#### Problem details:
In the comment thread, what amount is Bain said to have borrowed from the fed and never paid back?

* START Supplied passage *

Because if this tact doesn’t work now, the REAL socialist Obama will be using it come October to get four more years in the Oval Office.
Darn tootin.' Gingrich and Perry should go into a permanent doghouse for this. Neither of them are fit to even run for dogcatcher.
Conservatives should band together and back Santorum -- yes he's not perfect, but he's the best we have who is running. He is an honest, decent man and he did not stoop low like Perry & Gingrich.
Darn tootin.' Gingrich and Perry should go into a permanent doghouse for this. Neither of them are fit to even run for dogcatcher.
Conservatives should band together and back Santorum -- yes he's not perfect, but he's the best we have who is running. He is an honest, decent man and he did not stoop low like Perry & Gingrich.
It is a truly fascinating thing to observe arguments for what amounts to ideological purity being dredged up by “the usual suspects” in a vain attempt to protect Romney, of all people, from the political consequences of his past depredations.
The sooner the Party Hacks tumble to the fact that populism is going to play a role, a big role, in the upcoming election the sooner they might actually salvage something of their flagging political careers and oust the Kenyan from the White Hut. But I won’t hold my breath waiting for it. Like the Obamoids, they only talk to each other and have no clue about what is going on outside their gilded salons inside the Beltway.
These nimrods have zero relevance to my life and the world that I live in. A pox on all their houses.
Romney=Gun Grabber
Bain borrowed 10 million from the fed and never paid it back. Romney stuck US with the bill while he used the 10 million to pay himself and his partners bonuses of 4 million bucks.
Does that sound like Fannie/Freddie to you?
Bain would buy a company, borrow enormously after manipulating its appraisal, take out huge sums from THE BORROWED MONEY to pay themselves, and then stand by as the company naturally went bankrupt since the earnings appraisal had been manipulated.
It isn’t a matter of fair. It’s a matter of treating this the same way as we treat insider trading...it’s destructive of a free market.
Romney manipulated the laws of bankruptcy, corporation, and appraisal.
The democrats will destroy him, pound him to a pulp in a campaign against Obama.
It looks to me like Gingrich and Perry, in a 48-hour period, somehow managed to ruin at least one component of the obama team’s well-planned, very expensive October Surprises for Romney. The Dems are probably watching all this and cursing a blue streak because their Scorched Earth, “Wall-Street-is-Evil” lynching of romney has just been pre-empted. Bwaaa haaa haaa!
Yeah, boy. Those GOP elites sure picked themselves a winner in romney, didn’t they? They’re all so compromised themselves, they couldn’t even see just HOW unelectable romney is!
I mean... What did they think the Occupy Movements were ABOUT?!
I’m sitting here watching Rove bloviate on Hannity and had a epiphany. There is a direct relationship between his Pucker Factor and the number of times he begins his sentences with the word, “Look...”
Lord, forgive me for enjoying this so much.
Every time I read the company name “Bain Capital”, and what it has done with some companies it has purchased, I keep hearing “Cerberus/Dan Quayle/Chrysler”.

* END Supplied passage *
* START Information provided *

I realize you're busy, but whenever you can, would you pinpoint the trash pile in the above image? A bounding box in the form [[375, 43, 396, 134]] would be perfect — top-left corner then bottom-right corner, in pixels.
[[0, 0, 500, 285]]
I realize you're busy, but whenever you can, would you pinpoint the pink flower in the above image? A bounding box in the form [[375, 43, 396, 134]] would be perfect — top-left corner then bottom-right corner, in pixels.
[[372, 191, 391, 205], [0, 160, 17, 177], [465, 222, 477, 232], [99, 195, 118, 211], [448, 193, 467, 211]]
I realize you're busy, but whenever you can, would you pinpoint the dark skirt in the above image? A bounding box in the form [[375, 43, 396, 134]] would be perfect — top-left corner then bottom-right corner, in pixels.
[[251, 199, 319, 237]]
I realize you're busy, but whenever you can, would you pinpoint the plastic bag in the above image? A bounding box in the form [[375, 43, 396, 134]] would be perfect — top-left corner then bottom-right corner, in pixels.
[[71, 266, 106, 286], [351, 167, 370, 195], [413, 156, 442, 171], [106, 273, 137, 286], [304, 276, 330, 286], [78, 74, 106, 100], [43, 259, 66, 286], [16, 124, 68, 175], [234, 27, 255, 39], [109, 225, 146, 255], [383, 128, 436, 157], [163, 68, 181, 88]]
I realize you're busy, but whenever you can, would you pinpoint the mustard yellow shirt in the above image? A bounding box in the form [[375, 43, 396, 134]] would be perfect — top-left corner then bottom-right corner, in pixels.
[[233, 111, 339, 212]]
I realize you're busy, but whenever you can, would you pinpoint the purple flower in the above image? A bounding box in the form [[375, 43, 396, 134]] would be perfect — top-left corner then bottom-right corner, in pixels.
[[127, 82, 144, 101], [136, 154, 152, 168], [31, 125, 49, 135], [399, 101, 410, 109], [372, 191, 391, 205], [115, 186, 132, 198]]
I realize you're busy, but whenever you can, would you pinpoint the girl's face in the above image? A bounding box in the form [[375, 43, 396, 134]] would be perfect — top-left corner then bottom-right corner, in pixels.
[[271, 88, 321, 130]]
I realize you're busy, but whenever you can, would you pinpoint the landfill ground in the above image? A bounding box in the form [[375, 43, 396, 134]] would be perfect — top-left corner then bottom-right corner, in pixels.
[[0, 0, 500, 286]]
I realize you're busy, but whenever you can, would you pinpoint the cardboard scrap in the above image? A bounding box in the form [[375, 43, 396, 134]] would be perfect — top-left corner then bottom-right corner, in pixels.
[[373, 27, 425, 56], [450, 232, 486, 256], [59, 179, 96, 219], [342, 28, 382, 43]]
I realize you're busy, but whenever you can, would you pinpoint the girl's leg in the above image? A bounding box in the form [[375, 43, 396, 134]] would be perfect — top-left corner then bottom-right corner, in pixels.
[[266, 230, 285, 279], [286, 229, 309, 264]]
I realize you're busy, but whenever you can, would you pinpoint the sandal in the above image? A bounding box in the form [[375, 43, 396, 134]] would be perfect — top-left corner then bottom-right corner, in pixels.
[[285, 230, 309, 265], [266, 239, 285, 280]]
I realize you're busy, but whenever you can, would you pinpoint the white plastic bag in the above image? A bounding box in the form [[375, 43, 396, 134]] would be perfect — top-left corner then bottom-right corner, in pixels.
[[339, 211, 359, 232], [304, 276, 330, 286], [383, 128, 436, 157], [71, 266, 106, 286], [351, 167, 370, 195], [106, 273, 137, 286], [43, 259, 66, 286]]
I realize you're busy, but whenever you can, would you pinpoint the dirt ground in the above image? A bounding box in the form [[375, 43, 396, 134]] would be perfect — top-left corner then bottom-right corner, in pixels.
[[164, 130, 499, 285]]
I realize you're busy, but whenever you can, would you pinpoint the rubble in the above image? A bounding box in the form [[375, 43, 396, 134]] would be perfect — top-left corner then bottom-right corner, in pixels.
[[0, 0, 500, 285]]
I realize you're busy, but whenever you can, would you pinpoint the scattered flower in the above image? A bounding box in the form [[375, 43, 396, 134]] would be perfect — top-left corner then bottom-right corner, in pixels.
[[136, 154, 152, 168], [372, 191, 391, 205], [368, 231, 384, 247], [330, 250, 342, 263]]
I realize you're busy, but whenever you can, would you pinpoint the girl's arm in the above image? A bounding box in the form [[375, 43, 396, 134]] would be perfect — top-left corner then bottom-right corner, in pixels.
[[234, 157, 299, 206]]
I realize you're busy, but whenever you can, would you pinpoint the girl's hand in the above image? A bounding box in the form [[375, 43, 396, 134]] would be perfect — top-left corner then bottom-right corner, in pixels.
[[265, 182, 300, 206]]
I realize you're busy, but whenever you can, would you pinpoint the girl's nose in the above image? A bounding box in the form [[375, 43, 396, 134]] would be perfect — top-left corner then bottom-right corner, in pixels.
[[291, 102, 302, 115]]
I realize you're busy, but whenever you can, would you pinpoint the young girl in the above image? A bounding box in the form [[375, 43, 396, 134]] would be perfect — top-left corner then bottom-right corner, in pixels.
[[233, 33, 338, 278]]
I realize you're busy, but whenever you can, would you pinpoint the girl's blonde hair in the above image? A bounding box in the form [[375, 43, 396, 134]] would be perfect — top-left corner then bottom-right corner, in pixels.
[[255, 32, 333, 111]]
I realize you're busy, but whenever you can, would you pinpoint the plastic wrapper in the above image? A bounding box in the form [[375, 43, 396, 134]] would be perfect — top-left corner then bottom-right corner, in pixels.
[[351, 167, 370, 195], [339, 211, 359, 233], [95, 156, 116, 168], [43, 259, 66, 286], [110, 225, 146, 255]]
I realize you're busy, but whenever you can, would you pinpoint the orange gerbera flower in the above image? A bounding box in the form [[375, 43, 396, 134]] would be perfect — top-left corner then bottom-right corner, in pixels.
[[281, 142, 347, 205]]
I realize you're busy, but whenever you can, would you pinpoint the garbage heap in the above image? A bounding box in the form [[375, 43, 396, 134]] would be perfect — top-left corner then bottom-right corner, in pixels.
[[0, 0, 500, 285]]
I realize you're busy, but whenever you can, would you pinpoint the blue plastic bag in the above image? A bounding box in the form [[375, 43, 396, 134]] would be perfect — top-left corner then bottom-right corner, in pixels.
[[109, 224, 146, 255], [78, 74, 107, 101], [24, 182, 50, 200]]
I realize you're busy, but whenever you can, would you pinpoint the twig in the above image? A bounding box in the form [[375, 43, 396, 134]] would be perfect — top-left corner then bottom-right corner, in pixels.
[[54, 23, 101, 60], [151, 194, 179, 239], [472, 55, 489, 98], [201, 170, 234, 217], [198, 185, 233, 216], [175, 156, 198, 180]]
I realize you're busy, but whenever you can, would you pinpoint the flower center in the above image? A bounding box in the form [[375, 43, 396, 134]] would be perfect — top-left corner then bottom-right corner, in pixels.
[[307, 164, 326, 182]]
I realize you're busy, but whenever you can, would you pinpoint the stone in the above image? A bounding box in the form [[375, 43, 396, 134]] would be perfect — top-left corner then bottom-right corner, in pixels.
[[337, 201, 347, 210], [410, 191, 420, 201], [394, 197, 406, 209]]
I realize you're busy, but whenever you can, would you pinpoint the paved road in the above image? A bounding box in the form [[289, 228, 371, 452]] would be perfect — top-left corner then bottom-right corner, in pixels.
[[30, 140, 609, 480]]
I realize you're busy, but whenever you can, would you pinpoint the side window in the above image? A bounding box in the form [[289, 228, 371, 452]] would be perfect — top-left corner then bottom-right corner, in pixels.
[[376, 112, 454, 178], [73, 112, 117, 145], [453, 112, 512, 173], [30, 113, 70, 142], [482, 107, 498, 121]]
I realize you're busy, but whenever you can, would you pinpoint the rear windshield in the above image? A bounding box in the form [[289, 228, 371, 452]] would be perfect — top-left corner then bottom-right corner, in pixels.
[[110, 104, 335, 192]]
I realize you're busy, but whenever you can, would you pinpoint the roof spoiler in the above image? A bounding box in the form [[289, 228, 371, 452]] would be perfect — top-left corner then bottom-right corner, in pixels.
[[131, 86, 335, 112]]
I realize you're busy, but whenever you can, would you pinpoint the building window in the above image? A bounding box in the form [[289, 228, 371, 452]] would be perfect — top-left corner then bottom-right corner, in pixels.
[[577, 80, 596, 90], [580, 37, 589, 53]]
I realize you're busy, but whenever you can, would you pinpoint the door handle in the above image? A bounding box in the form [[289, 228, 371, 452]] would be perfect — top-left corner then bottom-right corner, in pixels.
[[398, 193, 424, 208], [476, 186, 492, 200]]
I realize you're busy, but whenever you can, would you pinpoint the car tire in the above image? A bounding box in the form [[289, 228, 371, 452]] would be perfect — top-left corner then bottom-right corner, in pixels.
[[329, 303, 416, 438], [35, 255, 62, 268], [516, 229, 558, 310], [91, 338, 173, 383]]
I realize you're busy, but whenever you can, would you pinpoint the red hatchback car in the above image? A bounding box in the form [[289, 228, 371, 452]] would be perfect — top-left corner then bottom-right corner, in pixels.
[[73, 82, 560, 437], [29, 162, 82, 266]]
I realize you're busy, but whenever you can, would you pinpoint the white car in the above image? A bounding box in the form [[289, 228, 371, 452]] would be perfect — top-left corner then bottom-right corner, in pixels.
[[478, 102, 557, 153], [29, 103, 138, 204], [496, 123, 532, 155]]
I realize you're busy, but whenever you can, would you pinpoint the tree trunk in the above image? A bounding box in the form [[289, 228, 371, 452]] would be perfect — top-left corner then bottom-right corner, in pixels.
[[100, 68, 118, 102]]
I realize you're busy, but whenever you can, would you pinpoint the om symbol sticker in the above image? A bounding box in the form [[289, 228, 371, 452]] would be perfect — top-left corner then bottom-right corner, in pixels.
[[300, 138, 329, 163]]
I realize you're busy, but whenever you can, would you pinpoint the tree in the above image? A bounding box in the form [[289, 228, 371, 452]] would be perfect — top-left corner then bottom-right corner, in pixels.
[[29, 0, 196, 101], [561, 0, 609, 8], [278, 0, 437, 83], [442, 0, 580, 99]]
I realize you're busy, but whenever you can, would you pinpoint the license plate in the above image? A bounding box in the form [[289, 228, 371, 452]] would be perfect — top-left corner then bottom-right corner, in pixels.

* END Information provided *

#### Correct answer:
10 million